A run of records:
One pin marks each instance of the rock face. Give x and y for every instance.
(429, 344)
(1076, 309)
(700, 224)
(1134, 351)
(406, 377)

● Exercise
Retype every line of the records above word for word, keeping each one on its own line.

● Worked solution
One pin marks each instance of the rock face. Give x and y for every instance.
(429, 344)
(1076, 309)
(700, 224)
(1134, 351)
(406, 377)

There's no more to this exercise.